(Information provided):
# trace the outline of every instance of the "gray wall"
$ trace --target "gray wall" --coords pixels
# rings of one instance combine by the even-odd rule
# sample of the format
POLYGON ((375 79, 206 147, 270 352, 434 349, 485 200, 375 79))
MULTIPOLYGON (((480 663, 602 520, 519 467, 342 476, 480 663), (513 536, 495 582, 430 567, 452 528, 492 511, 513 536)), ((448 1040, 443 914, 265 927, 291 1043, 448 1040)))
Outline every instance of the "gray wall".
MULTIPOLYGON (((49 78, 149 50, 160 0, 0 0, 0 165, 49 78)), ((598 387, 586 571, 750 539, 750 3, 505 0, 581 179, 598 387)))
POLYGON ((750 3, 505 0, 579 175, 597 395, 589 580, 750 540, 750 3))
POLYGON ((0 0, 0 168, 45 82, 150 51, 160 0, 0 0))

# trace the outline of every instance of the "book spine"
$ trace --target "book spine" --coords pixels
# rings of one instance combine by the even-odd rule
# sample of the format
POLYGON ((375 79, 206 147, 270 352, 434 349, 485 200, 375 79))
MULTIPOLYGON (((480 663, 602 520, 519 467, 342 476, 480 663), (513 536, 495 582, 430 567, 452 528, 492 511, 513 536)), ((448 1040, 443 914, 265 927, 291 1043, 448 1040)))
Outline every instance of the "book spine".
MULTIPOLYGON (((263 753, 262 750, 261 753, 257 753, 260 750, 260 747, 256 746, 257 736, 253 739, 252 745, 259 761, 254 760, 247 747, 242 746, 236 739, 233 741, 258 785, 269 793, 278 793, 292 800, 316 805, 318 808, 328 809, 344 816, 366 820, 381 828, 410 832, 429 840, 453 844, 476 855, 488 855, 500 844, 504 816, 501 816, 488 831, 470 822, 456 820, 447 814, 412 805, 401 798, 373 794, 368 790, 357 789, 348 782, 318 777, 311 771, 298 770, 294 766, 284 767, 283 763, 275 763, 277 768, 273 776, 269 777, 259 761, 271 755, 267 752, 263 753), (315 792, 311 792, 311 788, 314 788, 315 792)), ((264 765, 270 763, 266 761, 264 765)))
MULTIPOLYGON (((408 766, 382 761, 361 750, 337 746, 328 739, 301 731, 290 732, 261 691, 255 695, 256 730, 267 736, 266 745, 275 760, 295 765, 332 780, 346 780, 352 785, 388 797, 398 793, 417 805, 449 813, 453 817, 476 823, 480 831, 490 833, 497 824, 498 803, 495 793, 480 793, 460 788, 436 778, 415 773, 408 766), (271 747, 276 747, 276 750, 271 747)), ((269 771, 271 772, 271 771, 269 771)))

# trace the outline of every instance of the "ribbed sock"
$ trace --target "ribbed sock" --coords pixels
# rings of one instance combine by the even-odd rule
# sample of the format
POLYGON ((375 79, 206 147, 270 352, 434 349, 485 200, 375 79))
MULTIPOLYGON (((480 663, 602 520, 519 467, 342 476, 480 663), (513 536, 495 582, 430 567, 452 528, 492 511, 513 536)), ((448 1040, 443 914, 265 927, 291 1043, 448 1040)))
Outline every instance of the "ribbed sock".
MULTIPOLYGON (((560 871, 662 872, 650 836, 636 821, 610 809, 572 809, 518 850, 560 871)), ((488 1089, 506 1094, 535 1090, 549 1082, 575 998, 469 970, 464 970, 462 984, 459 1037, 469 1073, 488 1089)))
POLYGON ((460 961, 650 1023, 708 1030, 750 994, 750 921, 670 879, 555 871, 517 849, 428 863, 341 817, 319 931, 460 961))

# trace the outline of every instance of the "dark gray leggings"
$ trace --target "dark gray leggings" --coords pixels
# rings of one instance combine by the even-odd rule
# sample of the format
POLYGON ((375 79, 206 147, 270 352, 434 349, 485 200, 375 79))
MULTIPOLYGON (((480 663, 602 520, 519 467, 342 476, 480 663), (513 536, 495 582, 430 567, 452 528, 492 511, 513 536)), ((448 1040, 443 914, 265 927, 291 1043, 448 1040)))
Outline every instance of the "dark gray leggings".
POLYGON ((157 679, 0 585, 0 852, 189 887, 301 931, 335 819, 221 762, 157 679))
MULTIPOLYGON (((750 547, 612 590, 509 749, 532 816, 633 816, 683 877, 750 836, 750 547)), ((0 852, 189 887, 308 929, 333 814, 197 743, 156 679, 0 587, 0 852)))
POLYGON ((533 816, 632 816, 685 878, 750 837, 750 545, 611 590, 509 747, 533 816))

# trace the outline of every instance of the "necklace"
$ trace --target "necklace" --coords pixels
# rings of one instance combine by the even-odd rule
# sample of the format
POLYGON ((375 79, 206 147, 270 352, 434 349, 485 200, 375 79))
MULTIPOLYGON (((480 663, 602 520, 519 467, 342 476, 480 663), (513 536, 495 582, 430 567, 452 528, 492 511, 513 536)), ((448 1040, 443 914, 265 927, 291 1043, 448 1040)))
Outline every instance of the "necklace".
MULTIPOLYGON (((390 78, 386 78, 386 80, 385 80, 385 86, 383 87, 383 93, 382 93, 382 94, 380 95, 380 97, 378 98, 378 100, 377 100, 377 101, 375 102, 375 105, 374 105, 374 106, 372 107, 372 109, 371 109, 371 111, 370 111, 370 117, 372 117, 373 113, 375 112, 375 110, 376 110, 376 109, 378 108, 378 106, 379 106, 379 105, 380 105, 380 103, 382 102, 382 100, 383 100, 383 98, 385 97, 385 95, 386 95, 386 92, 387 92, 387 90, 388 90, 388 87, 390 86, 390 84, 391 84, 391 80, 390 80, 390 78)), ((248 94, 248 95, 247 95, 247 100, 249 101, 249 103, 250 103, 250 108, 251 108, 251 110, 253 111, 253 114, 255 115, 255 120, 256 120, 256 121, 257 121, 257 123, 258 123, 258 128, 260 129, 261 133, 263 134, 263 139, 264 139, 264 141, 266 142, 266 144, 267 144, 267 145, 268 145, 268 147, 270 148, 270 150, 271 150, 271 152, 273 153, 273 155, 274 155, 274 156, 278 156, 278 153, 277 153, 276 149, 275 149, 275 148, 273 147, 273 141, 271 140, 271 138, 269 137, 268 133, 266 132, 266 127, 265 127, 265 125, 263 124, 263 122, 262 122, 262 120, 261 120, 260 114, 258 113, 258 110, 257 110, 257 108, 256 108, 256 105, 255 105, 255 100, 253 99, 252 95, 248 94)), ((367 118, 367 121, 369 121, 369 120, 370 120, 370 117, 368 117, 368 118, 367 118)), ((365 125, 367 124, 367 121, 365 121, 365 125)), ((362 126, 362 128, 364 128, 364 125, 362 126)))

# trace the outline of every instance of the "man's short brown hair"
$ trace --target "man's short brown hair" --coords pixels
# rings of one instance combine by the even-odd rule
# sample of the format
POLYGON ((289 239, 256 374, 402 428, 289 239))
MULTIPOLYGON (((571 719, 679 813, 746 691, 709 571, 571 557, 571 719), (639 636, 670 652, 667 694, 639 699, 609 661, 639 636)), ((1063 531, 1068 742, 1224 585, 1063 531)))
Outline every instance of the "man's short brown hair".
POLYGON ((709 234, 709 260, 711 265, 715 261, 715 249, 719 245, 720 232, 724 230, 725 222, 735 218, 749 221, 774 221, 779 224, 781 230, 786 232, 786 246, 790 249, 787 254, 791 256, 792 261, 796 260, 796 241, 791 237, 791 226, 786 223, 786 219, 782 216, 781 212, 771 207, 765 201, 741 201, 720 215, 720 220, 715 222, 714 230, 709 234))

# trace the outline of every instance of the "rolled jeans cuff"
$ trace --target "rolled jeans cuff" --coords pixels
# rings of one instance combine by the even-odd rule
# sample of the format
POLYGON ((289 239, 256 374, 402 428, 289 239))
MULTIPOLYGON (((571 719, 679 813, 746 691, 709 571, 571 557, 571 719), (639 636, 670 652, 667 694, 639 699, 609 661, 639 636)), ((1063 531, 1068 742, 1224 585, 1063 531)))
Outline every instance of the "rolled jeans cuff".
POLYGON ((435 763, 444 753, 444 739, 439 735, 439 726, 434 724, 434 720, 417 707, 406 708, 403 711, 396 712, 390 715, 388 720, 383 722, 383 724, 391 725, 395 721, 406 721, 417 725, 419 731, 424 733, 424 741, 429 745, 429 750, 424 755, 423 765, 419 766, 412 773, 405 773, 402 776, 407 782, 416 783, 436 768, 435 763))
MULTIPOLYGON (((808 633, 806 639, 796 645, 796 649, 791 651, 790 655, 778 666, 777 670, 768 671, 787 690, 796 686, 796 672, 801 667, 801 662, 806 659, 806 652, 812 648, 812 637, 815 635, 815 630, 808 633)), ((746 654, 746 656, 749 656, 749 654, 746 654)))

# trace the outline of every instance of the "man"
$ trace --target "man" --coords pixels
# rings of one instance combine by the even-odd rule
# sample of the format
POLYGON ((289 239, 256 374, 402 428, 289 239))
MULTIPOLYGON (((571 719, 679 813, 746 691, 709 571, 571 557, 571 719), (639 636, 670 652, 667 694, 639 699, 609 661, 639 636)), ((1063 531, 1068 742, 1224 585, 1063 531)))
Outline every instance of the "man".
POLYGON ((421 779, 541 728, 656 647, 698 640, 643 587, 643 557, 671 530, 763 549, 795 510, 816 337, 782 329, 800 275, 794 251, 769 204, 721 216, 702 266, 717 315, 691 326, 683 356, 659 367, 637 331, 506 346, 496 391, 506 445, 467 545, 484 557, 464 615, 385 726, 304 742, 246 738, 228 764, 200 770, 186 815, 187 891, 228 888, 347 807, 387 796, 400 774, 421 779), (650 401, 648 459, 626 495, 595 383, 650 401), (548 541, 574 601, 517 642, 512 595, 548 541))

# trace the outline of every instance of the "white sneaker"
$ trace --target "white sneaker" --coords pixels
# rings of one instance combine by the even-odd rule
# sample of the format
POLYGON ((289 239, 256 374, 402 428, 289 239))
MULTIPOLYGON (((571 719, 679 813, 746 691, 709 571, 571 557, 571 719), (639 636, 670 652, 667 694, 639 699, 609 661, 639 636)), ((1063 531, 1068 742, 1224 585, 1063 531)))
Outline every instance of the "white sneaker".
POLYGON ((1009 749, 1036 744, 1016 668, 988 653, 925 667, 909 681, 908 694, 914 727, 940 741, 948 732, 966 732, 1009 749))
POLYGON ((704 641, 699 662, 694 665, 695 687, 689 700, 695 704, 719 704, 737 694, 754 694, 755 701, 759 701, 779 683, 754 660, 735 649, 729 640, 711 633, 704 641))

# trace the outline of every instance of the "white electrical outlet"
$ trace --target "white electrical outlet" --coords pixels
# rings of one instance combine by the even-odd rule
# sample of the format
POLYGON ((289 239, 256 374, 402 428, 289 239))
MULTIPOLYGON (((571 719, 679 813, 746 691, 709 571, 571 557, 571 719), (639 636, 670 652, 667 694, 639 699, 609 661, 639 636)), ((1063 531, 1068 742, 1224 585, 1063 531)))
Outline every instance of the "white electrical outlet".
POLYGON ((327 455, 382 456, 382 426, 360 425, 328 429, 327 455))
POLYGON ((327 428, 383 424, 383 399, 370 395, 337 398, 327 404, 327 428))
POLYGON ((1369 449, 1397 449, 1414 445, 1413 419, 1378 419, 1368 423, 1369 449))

(Exercise aim): Copy every line of the entries in which "target" can be found.

(Answer):
$ trace --target "gray wall" --coords pixels
$ trace --target "book spine" --coords pixels
$ trace --target "ribbed sock" --coords pixels
$ trace --target "dark gray leggings" --coords pixels
$ trace --target "necklace" --coords pixels
$ trace --target "man's short brown hair" --coords pixels
$ trace --target "rolled jeans cuff" --coords pixels
$ trace --target "man" --coords pixels
$ trace --target "white sneaker" --coords pixels
$ trace --target "white electrical outlet" --coords pixels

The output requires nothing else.